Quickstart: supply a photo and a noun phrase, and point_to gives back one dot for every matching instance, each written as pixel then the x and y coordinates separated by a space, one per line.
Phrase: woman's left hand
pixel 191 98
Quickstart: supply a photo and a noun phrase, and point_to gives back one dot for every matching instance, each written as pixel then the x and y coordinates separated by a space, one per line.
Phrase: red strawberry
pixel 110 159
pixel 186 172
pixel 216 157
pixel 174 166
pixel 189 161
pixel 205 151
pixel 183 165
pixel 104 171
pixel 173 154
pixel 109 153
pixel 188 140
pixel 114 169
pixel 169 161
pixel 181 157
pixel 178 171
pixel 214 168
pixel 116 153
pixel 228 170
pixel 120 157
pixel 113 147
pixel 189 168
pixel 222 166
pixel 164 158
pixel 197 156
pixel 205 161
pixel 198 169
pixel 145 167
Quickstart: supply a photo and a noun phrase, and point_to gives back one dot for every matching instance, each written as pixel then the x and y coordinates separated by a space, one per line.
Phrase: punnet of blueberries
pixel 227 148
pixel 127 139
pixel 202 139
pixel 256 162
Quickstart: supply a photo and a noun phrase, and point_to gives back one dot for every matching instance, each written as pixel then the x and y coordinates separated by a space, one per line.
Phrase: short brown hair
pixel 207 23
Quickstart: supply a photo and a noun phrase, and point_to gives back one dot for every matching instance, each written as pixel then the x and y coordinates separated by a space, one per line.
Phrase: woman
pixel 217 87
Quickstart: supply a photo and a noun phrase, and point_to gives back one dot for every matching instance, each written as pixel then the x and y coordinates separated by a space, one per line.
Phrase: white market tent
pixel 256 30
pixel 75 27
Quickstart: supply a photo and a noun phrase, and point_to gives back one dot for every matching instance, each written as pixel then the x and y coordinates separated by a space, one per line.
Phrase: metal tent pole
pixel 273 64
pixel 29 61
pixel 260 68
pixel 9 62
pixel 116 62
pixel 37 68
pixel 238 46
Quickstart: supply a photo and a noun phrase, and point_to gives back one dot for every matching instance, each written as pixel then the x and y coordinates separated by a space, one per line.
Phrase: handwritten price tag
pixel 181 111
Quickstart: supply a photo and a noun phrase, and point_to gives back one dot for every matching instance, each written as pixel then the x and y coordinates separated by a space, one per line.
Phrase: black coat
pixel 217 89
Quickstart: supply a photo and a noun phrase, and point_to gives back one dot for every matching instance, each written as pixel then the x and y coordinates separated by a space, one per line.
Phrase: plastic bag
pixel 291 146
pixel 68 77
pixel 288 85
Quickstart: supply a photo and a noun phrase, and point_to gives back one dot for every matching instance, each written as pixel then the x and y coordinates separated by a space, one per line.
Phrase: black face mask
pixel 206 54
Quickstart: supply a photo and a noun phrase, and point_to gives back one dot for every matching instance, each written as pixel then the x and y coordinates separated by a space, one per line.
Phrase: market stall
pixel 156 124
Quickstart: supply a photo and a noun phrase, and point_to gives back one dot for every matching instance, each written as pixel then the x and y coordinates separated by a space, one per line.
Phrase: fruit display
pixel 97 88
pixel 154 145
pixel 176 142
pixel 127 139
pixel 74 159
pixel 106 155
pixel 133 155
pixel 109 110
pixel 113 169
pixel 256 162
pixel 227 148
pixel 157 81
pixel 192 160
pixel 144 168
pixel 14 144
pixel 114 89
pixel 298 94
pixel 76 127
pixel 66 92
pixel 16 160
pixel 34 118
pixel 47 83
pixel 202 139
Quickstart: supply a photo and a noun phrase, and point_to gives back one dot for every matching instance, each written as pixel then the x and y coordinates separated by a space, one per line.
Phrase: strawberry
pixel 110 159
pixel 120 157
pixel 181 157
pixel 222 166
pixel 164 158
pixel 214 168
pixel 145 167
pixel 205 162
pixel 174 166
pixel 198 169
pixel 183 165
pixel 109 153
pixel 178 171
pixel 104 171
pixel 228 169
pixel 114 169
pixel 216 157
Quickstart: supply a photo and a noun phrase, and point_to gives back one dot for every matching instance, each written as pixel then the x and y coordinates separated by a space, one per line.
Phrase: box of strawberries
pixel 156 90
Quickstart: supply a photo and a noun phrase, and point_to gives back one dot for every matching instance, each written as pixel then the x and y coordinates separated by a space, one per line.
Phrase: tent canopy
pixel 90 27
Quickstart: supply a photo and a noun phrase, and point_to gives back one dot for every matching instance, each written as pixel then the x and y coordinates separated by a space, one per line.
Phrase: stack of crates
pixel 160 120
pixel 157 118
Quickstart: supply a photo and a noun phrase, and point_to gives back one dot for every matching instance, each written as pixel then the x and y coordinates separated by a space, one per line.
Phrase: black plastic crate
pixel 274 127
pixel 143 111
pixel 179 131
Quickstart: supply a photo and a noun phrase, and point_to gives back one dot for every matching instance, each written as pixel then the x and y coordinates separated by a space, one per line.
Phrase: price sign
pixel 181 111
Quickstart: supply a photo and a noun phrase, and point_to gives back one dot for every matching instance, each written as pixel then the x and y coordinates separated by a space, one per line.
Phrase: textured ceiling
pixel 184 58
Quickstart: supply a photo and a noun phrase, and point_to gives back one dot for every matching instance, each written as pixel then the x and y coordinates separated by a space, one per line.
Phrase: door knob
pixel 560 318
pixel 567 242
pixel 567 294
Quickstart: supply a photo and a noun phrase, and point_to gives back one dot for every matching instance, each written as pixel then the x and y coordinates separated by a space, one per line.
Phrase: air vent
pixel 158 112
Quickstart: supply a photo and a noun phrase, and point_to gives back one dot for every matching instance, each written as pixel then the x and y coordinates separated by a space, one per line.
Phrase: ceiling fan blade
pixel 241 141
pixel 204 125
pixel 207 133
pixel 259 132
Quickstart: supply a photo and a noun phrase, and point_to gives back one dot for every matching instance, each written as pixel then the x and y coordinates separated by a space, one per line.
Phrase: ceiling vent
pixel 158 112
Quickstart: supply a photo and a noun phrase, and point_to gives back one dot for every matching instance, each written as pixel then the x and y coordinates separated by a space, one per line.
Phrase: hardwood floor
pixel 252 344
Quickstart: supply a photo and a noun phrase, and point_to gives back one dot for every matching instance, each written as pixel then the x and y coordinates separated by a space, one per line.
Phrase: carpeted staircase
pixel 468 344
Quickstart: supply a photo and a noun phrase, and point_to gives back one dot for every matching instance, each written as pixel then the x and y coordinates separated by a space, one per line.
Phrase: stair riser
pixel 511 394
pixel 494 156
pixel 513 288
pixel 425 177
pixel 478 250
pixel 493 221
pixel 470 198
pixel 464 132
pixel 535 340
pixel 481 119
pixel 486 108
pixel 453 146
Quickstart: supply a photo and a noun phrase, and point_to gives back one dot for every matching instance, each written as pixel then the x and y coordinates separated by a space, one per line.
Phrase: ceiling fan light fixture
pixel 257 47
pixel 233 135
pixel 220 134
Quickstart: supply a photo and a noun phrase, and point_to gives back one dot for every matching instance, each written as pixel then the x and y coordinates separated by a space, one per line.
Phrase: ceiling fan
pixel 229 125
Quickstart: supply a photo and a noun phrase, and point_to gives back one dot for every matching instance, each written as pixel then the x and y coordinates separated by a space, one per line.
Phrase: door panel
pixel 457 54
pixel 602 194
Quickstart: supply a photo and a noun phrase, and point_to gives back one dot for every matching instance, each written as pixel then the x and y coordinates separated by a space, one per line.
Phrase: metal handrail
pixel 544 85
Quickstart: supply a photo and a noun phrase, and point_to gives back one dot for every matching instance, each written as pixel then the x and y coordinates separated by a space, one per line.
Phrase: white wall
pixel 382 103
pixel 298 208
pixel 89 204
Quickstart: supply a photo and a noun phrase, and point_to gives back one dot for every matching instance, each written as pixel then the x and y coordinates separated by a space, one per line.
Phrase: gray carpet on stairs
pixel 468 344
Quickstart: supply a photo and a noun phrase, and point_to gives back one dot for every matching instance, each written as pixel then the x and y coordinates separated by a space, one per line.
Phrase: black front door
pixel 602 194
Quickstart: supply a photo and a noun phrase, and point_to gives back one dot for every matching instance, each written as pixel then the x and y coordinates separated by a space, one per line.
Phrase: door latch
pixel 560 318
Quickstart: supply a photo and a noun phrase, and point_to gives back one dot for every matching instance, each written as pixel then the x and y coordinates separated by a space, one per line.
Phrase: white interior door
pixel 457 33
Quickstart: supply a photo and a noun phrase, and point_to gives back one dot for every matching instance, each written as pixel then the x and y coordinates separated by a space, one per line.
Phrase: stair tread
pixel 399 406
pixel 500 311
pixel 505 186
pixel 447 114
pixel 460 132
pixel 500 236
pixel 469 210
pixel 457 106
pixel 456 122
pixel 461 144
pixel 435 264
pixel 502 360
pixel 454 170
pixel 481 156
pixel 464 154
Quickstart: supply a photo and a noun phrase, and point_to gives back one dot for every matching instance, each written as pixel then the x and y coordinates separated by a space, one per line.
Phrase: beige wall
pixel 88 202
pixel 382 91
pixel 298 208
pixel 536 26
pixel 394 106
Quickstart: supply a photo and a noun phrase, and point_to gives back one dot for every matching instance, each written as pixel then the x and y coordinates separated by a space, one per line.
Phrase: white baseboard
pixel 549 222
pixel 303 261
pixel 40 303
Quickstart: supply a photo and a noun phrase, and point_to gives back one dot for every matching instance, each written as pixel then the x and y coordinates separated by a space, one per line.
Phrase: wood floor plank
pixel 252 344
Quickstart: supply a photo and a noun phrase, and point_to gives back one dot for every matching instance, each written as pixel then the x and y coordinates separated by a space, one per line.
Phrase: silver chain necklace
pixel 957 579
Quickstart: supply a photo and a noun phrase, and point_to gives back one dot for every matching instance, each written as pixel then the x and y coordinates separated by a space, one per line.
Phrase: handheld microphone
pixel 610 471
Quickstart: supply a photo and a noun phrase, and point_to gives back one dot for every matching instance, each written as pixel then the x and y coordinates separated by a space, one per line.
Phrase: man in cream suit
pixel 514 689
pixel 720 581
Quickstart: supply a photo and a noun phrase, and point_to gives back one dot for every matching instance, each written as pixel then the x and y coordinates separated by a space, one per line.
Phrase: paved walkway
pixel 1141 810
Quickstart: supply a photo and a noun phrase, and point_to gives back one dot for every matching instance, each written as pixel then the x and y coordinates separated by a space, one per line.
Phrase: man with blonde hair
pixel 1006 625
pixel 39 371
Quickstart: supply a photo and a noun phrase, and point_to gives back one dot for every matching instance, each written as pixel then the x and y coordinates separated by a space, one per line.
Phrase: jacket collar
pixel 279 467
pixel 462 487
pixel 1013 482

★ ★ ★ ★ ★

__Exercise instructions__:
The response must contain exactly the lines from the one with "Phrase: white baseboard" through the last line of the material above, both ends included, and no others.

__Solution__:
Phrase: white baseboard
pixel 549 222
pixel 303 261
pixel 40 303
Quickstart: supply a photo and a noun phrase, and point_to gives back one dot for every matching instance, each written as pixel then the x and y coordinates separated by a space, one per line.
Phrase: wood floor plank
pixel 252 344
Quickstart: supply a photo and a noun phrase, and point_to gives back one dot for every matching instance, each written as pixel then the x and y coordinates separated by a space, one per line.
Phrase: silver chain necklace
pixel 957 579
Quickstart: supply a photo and a noun phrase, and point_to gives back one dot for every matching instance, each written as pixel then the x and y coordinates separated by a space, one per line.
Phrase: handheld microphone
pixel 610 471
Quickstart: supply a photo and a noun phrase, and point_to gives back one dot for every matching instance, each written as pixel then the x and y coordinates separated by a space, one per line.
Phrase: man in cream suit
pixel 514 689
pixel 720 581
Quickstart: supply a photo and a noun phrase, and point_to gives back one dot for every matching instance, each written as pixel then the x and y coordinates separated by a space, one per line.
Phrase: paved walkway
pixel 1141 810
Quickstart: supply a photo and a noun phrase, and point_to gives back one dot for every matching instance, each written as pixel then the x and y coordinates separated by a space, one per line.
Phrase: man with blonde hair
pixel 1006 625
pixel 39 371
Quickstart: supply a photo and a noun phrase, and point_to gives back one dot for every matching instance, each written as pixel then the x and y coordinates separated by a space, one per line.
Phrase: jacket collar
pixel 279 467
pixel 462 487
pixel 1013 482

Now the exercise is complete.